Task objective:
Which lines in the listing below contain the word "shoulder"? Extract each one and copy it out in full.

Items from a labeling collection:
★ ★ ★ ★

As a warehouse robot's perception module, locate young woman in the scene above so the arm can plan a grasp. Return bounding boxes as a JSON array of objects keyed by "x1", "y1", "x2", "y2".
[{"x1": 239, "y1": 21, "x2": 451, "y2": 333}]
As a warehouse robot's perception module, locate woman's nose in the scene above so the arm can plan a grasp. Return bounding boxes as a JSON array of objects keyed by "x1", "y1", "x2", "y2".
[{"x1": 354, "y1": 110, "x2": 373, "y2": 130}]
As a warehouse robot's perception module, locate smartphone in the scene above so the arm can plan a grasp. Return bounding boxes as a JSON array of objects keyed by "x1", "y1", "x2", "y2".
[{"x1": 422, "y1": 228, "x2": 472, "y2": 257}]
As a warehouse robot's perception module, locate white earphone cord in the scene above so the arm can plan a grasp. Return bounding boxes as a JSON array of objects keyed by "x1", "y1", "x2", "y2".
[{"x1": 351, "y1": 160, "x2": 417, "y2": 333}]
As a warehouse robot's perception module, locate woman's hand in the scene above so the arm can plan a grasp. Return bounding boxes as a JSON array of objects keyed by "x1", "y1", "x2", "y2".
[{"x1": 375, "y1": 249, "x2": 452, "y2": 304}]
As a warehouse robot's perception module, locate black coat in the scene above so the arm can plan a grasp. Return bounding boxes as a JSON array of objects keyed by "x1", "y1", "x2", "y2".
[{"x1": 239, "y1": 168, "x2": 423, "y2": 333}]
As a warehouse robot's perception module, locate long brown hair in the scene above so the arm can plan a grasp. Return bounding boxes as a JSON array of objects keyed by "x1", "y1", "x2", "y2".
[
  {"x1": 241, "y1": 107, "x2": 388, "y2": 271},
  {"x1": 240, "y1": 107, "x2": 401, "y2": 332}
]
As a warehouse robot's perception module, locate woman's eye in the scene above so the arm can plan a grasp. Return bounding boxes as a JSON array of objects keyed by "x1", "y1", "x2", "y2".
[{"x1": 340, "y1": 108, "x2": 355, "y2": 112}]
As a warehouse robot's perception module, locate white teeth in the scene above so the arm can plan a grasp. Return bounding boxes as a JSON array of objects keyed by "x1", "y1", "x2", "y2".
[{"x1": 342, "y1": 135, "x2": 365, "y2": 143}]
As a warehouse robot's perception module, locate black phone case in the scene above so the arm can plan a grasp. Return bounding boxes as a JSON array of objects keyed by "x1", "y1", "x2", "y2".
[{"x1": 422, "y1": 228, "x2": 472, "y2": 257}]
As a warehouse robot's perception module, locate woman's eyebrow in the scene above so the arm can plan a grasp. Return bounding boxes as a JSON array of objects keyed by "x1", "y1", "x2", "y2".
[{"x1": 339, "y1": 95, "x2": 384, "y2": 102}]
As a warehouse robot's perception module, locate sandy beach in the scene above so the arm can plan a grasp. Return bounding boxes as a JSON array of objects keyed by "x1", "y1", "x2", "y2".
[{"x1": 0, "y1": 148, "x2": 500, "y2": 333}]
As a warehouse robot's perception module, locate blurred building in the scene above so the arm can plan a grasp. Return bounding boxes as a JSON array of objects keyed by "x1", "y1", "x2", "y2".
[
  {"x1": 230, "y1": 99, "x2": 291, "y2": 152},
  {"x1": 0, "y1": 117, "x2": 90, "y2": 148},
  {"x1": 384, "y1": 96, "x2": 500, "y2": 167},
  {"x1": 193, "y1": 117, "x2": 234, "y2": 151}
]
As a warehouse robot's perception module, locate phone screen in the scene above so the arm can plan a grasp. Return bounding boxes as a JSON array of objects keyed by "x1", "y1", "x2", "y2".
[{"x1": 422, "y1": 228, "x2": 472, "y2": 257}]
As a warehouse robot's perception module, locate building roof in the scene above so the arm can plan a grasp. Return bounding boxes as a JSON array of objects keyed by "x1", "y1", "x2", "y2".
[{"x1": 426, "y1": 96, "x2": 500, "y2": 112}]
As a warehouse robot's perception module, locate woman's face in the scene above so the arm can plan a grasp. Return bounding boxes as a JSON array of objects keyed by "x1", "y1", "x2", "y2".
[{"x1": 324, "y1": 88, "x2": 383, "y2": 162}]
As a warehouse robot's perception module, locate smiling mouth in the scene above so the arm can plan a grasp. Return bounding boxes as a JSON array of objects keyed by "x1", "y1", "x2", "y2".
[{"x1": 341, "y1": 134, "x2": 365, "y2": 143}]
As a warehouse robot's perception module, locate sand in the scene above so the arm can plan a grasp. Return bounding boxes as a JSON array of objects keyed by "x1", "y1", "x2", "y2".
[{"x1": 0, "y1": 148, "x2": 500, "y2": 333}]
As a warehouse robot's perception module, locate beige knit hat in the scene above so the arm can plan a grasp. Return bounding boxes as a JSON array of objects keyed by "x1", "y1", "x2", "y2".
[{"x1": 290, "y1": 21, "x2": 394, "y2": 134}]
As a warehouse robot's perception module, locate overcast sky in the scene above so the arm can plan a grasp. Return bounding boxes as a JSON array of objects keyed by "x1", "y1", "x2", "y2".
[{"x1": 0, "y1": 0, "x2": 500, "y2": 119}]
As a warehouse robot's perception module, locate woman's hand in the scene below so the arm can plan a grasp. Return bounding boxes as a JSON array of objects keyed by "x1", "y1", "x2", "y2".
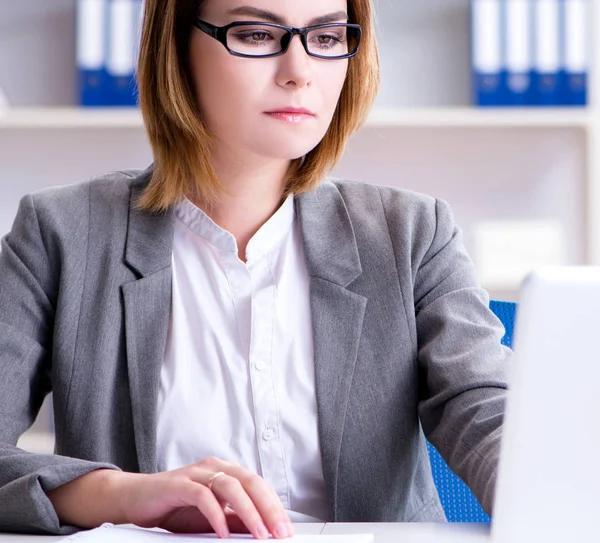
[
  {"x1": 121, "y1": 458, "x2": 293, "y2": 539},
  {"x1": 48, "y1": 457, "x2": 293, "y2": 539}
]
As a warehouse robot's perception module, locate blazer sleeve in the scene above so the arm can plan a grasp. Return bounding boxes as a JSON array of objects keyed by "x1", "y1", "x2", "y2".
[
  {"x1": 414, "y1": 196, "x2": 512, "y2": 514},
  {"x1": 0, "y1": 195, "x2": 119, "y2": 535}
]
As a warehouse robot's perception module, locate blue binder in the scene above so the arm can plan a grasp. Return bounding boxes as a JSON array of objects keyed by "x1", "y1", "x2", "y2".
[
  {"x1": 504, "y1": 0, "x2": 535, "y2": 106},
  {"x1": 533, "y1": 0, "x2": 563, "y2": 106},
  {"x1": 562, "y1": 0, "x2": 591, "y2": 106},
  {"x1": 471, "y1": 0, "x2": 507, "y2": 107},
  {"x1": 106, "y1": 0, "x2": 139, "y2": 107},
  {"x1": 76, "y1": 0, "x2": 108, "y2": 107}
]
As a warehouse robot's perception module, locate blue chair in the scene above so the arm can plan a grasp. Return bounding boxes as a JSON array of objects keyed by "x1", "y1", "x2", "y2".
[{"x1": 427, "y1": 301, "x2": 517, "y2": 522}]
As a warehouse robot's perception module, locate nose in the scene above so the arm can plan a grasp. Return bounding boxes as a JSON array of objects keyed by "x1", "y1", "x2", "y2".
[{"x1": 277, "y1": 35, "x2": 312, "y2": 88}]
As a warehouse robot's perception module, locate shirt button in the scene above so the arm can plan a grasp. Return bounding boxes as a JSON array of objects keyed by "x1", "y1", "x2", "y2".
[{"x1": 262, "y1": 429, "x2": 275, "y2": 441}]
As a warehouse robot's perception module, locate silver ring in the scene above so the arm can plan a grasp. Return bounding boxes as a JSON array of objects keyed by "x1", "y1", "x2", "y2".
[{"x1": 206, "y1": 471, "x2": 225, "y2": 490}]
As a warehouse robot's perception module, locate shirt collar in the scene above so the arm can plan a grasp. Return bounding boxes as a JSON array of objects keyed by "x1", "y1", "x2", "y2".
[{"x1": 175, "y1": 195, "x2": 295, "y2": 261}]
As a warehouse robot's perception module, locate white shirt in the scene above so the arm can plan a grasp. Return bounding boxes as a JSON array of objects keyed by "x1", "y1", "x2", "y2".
[{"x1": 157, "y1": 196, "x2": 329, "y2": 521}]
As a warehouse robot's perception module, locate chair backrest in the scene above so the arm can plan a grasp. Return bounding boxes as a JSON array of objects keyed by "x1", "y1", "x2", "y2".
[{"x1": 427, "y1": 301, "x2": 517, "y2": 522}]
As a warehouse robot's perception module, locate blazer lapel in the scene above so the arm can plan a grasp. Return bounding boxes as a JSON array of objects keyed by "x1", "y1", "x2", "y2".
[
  {"x1": 296, "y1": 183, "x2": 367, "y2": 521},
  {"x1": 121, "y1": 168, "x2": 173, "y2": 473}
]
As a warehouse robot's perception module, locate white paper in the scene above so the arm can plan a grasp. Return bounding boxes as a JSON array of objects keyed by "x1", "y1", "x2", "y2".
[{"x1": 64, "y1": 524, "x2": 375, "y2": 543}]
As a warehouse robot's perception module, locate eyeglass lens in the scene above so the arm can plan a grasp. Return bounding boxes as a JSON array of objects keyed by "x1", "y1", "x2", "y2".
[{"x1": 227, "y1": 23, "x2": 359, "y2": 58}]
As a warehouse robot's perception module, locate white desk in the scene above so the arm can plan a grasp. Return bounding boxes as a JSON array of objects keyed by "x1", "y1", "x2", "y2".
[{"x1": 0, "y1": 522, "x2": 489, "y2": 543}]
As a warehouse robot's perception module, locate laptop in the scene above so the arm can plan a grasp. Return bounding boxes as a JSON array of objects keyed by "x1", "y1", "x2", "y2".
[
  {"x1": 491, "y1": 267, "x2": 600, "y2": 543},
  {"x1": 419, "y1": 267, "x2": 600, "y2": 543}
]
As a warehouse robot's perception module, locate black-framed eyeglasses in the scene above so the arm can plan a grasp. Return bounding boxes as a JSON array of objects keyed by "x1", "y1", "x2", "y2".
[{"x1": 194, "y1": 19, "x2": 362, "y2": 60}]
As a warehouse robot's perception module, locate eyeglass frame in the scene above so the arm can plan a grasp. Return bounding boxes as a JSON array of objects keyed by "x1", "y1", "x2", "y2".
[{"x1": 194, "y1": 18, "x2": 362, "y2": 60}]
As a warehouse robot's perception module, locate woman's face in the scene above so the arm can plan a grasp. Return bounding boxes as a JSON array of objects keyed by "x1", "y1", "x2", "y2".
[{"x1": 190, "y1": 0, "x2": 348, "y2": 160}]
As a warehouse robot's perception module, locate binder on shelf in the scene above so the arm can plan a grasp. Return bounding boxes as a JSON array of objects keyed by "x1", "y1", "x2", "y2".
[
  {"x1": 471, "y1": 0, "x2": 507, "y2": 107},
  {"x1": 106, "y1": 0, "x2": 139, "y2": 107},
  {"x1": 533, "y1": 0, "x2": 563, "y2": 106},
  {"x1": 504, "y1": 0, "x2": 535, "y2": 106},
  {"x1": 76, "y1": 0, "x2": 109, "y2": 107},
  {"x1": 562, "y1": 0, "x2": 591, "y2": 106}
]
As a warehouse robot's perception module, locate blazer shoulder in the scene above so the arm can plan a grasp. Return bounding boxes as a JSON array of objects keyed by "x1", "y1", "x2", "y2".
[
  {"x1": 23, "y1": 170, "x2": 139, "y2": 229},
  {"x1": 330, "y1": 179, "x2": 453, "y2": 231},
  {"x1": 27, "y1": 170, "x2": 138, "y2": 209}
]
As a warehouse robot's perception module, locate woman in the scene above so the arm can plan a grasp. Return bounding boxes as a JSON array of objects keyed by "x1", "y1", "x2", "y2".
[{"x1": 0, "y1": 0, "x2": 509, "y2": 538}]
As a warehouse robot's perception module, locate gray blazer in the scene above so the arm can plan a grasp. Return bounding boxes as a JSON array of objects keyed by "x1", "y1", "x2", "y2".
[{"x1": 0, "y1": 167, "x2": 510, "y2": 534}]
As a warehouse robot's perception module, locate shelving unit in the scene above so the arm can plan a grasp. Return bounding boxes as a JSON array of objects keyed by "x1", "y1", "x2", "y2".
[
  {"x1": 0, "y1": 107, "x2": 593, "y2": 130},
  {"x1": 0, "y1": 0, "x2": 600, "y2": 446}
]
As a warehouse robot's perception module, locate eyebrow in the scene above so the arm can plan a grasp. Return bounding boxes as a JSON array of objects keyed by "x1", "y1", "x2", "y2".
[{"x1": 228, "y1": 6, "x2": 348, "y2": 26}]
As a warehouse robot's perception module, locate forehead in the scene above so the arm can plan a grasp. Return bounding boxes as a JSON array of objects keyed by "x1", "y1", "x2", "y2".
[{"x1": 201, "y1": 0, "x2": 348, "y2": 26}]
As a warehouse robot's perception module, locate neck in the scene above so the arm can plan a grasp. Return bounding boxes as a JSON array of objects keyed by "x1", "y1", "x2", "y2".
[{"x1": 190, "y1": 147, "x2": 290, "y2": 262}]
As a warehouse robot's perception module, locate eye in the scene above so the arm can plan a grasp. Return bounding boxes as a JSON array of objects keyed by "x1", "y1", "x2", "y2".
[
  {"x1": 316, "y1": 34, "x2": 342, "y2": 49},
  {"x1": 235, "y1": 30, "x2": 271, "y2": 43}
]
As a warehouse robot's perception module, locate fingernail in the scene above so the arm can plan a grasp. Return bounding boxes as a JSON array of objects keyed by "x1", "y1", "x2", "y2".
[
  {"x1": 256, "y1": 522, "x2": 269, "y2": 538},
  {"x1": 275, "y1": 522, "x2": 290, "y2": 539}
]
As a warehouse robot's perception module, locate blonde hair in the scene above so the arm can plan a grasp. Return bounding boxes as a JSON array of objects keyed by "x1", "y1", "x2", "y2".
[{"x1": 137, "y1": 0, "x2": 380, "y2": 212}]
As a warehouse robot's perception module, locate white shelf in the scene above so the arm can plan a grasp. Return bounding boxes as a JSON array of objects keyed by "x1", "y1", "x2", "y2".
[
  {"x1": 367, "y1": 107, "x2": 593, "y2": 128},
  {"x1": 0, "y1": 107, "x2": 143, "y2": 129},
  {"x1": 0, "y1": 107, "x2": 593, "y2": 129}
]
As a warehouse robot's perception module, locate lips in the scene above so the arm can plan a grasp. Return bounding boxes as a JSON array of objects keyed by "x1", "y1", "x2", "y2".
[{"x1": 266, "y1": 107, "x2": 316, "y2": 117}]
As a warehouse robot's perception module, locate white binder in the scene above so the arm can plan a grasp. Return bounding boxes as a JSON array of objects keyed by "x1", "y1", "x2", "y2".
[
  {"x1": 107, "y1": 0, "x2": 139, "y2": 106},
  {"x1": 564, "y1": 0, "x2": 591, "y2": 106},
  {"x1": 505, "y1": 0, "x2": 533, "y2": 106},
  {"x1": 534, "y1": 0, "x2": 561, "y2": 106},
  {"x1": 76, "y1": 0, "x2": 107, "y2": 106}
]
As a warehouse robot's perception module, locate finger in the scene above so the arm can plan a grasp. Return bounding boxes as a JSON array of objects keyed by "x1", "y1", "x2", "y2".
[
  {"x1": 225, "y1": 509, "x2": 249, "y2": 534},
  {"x1": 223, "y1": 465, "x2": 294, "y2": 538},
  {"x1": 176, "y1": 481, "x2": 230, "y2": 538},
  {"x1": 212, "y1": 475, "x2": 269, "y2": 539}
]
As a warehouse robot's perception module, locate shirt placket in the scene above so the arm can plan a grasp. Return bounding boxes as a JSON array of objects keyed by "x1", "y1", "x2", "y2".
[{"x1": 248, "y1": 257, "x2": 290, "y2": 508}]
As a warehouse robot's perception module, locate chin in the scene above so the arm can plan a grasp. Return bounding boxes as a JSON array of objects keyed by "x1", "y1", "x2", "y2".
[{"x1": 254, "y1": 138, "x2": 321, "y2": 160}]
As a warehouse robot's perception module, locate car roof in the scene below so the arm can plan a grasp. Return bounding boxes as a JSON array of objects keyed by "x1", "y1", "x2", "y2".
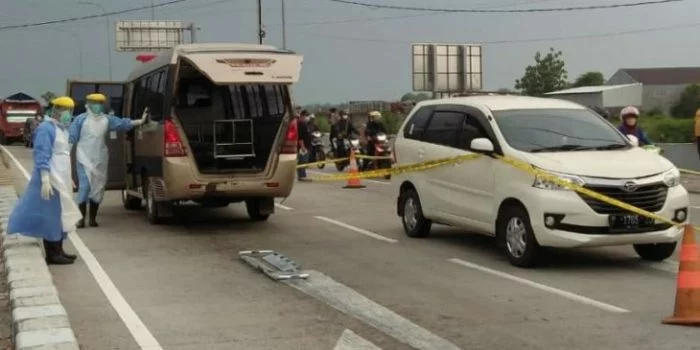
[{"x1": 416, "y1": 95, "x2": 586, "y2": 111}]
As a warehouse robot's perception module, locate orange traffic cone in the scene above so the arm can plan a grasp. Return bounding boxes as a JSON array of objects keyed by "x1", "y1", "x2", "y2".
[
  {"x1": 661, "y1": 225, "x2": 700, "y2": 326},
  {"x1": 343, "y1": 150, "x2": 365, "y2": 188}
]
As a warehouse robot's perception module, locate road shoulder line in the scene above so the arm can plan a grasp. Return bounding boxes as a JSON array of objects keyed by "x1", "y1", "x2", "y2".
[{"x1": 448, "y1": 258, "x2": 630, "y2": 313}]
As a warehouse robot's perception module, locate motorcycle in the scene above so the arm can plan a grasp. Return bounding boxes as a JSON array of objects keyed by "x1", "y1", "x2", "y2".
[
  {"x1": 363, "y1": 132, "x2": 391, "y2": 180},
  {"x1": 311, "y1": 131, "x2": 326, "y2": 169}
]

★ ★ ★ ★

Task output:
As a warehouse robot's perception module, locate blazer shoulder in the scene above so the arm can plan a grasp. Return bounding boxes as a JSON array of objects keyed by "x1", "y1", "x2", "y2".
As a warehouse robot's perception module, locate road shoulder line in the scene above so the arm can plan a grasp. Return bounding boxes as a JSON array of objects keyed by "x1", "y1", "x2", "y2".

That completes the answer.